_GIVEN INFORMATION_:
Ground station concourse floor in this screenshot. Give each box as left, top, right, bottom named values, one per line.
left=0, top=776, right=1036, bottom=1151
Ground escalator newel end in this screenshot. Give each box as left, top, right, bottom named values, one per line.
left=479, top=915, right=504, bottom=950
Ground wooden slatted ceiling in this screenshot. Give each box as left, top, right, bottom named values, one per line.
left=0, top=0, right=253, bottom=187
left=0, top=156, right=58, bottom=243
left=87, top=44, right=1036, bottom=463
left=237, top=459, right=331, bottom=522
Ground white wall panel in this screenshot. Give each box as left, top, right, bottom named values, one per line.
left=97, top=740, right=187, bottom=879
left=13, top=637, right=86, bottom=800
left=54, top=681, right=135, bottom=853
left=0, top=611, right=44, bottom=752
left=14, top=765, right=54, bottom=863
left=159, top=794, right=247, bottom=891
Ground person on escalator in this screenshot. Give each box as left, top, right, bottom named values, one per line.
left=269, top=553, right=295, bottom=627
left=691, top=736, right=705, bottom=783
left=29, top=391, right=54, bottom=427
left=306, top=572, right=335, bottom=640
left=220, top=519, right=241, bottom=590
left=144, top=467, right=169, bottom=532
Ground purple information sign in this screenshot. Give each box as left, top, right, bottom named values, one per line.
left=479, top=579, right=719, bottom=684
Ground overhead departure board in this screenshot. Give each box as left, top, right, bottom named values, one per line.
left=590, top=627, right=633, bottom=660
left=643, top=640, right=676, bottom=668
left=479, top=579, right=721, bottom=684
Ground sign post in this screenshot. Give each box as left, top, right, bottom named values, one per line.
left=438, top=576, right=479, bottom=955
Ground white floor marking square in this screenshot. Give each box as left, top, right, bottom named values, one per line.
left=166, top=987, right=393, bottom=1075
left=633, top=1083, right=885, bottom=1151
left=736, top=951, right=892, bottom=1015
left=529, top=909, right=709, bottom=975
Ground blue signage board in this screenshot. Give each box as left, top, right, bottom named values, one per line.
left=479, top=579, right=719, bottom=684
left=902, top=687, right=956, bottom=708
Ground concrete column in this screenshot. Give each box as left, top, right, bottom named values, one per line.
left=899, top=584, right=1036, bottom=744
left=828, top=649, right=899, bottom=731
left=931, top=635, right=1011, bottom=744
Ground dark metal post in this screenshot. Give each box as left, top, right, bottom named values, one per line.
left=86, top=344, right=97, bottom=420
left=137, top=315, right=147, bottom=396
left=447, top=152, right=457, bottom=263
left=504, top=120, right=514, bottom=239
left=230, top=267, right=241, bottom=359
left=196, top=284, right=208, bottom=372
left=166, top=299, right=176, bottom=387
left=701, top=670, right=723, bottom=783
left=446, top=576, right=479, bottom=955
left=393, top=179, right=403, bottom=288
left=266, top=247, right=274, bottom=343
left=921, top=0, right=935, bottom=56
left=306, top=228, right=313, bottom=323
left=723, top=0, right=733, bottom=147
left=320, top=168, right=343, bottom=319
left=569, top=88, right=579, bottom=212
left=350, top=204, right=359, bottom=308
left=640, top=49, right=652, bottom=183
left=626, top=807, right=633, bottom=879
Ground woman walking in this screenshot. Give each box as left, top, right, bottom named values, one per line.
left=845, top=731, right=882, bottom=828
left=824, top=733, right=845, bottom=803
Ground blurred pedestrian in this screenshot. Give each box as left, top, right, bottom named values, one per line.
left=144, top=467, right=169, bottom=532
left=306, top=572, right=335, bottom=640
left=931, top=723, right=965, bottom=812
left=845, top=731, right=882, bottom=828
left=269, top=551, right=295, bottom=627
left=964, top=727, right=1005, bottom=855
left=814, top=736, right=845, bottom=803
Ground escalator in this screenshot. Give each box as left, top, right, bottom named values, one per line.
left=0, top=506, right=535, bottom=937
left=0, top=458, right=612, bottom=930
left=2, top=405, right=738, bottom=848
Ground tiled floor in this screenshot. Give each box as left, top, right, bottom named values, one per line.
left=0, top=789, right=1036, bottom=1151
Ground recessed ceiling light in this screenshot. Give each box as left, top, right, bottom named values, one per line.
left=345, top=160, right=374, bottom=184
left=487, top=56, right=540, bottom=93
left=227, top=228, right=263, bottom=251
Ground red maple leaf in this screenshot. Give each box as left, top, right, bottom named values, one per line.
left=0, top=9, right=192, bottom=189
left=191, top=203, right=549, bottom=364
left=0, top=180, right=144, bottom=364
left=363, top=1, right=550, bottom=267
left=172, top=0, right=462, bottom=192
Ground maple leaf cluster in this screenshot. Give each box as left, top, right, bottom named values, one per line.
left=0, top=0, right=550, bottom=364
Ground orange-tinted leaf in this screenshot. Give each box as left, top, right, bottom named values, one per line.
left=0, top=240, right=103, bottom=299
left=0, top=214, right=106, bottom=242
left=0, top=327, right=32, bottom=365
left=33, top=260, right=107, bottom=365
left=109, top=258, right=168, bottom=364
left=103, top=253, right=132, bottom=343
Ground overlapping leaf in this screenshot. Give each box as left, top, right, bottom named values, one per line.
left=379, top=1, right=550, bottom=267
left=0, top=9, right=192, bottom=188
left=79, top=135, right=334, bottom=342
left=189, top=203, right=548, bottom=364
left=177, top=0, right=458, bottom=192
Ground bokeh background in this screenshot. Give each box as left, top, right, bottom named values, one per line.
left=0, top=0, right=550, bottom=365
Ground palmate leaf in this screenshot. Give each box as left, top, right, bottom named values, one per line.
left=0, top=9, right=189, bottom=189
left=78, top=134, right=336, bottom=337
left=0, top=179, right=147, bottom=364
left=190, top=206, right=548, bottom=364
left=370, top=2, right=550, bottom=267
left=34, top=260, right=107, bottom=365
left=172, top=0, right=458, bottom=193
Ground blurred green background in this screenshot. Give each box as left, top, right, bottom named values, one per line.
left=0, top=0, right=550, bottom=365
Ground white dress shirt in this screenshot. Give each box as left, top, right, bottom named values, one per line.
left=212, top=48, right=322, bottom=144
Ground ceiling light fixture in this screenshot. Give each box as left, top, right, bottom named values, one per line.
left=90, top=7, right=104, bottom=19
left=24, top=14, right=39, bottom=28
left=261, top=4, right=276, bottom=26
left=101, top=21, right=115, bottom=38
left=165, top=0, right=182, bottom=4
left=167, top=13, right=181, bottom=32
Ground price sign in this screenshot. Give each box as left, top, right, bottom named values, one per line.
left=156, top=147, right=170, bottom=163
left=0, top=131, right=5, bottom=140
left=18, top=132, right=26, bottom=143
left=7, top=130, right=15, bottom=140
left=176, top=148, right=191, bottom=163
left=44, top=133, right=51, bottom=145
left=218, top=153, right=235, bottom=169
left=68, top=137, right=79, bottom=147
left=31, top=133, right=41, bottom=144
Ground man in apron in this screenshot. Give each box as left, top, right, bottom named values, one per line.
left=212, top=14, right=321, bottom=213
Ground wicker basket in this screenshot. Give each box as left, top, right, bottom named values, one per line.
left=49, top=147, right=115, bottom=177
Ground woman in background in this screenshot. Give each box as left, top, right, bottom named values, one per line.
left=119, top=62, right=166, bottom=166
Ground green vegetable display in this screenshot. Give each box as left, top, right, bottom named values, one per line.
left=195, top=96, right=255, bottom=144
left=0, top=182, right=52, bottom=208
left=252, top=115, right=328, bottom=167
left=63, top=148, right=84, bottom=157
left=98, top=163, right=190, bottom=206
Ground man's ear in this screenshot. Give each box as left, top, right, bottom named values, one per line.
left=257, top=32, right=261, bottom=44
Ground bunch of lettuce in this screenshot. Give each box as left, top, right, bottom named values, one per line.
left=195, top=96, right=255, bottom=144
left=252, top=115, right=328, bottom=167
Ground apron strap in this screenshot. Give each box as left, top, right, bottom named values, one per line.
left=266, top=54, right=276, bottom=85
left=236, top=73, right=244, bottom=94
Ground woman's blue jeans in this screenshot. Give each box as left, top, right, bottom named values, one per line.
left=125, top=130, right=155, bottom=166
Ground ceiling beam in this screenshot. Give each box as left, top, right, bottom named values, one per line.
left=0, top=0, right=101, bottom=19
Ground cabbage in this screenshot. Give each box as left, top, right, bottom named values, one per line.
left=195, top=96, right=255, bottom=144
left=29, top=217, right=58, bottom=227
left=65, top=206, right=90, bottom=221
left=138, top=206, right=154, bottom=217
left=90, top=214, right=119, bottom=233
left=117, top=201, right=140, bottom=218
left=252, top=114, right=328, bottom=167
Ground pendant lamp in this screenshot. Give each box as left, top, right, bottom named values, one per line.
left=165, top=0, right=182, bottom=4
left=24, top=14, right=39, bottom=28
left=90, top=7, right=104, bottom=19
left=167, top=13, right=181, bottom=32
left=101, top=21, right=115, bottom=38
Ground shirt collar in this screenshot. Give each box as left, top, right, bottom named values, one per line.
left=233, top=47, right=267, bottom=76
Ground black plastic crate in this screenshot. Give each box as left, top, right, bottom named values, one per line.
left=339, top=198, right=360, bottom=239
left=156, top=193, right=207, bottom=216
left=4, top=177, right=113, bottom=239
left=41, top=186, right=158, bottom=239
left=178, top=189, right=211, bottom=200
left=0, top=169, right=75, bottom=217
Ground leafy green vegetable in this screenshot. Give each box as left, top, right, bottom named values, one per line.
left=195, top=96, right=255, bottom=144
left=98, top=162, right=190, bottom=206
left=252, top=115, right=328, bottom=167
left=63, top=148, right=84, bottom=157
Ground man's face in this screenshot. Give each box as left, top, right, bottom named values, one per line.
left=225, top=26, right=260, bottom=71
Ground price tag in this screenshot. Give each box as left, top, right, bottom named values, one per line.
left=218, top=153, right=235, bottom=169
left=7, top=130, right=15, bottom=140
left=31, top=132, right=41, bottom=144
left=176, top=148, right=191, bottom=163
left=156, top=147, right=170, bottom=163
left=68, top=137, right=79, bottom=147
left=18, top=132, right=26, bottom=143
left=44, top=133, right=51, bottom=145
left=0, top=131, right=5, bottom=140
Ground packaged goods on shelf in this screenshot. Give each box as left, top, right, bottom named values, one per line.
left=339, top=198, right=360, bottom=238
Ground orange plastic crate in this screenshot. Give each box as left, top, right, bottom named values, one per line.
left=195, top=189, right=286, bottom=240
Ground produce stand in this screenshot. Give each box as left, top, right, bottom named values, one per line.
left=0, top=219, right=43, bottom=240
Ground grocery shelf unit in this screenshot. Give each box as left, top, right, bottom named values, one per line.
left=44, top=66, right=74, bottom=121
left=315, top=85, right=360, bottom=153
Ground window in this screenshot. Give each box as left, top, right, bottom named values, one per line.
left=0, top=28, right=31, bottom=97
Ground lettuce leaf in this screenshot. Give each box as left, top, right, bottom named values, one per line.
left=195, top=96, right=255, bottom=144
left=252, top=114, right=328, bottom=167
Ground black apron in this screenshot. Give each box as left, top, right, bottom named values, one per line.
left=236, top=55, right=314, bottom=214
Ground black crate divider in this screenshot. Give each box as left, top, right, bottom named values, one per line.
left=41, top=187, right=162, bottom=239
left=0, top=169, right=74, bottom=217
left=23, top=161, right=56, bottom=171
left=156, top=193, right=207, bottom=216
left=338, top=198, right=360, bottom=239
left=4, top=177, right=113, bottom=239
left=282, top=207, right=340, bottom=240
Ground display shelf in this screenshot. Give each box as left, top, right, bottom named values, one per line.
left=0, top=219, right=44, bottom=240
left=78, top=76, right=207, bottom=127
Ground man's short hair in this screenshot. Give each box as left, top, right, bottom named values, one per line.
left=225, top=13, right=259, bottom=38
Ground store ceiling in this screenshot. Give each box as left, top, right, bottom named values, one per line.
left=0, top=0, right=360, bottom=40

_STATED PROBLEM_: Could you print the entries above word for word, starting at the line that contains "Ground grocery shelf" and stopping after the final line of the entries, with both of those lines included?

_CORRECT RESPONSE_:
Ground grocery shelf unit in this screenshot. Give each box as left, top, right, bottom named values, one per line.
left=44, top=66, right=74, bottom=121
left=315, top=85, right=360, bottom=153
Ground window in this screenshot. Give each box as left, top, right, bottom named values, one per line.
left=0, top=28, right=31, bottom=97
Ground lettuce leaf in this screenshot. Give each box as left, top, right, bottom named values, one per line.
left=195, top=96, right=255, bottom=144
left=252, top=114, right=328, bottom=167
Ground black apron in this screenshot. Give each box as left, top, right, bottom named values, one per line.
left=236, top=55, right=314, bottom=214
Ground black crate divider in this screenshot. Give each box as left, top, right, bottom named values, one per line.
left=41, top=187, right=162, bottom=239
left=0, top=169, right=74, bottom=217
left=23, top=161, right=56, bottom=171
left=156, top=193, right=207, bottom=216
left=338, top=198, right=360, bottom=239
left=4, top=177, right=113, bottom=239
left=282, top=207, right=340, bottom=240
Ground display shelf in this screenshot. Give each box as left, top, right, bottom named values, one per line.
left=0, top=219, right=44, bottom=240
left=78, top=76, right=207, bottom=127
Ground man's short hair in this screenshot. Give each box as left, top, right, bottom named values, one per line.
left=225, top=13, right=259, bottom=38
Ground store ceiling in this screenshot. Give each box as left, top, right, bottom named values, one per line.
left=0, top=0, right=360, bottom=40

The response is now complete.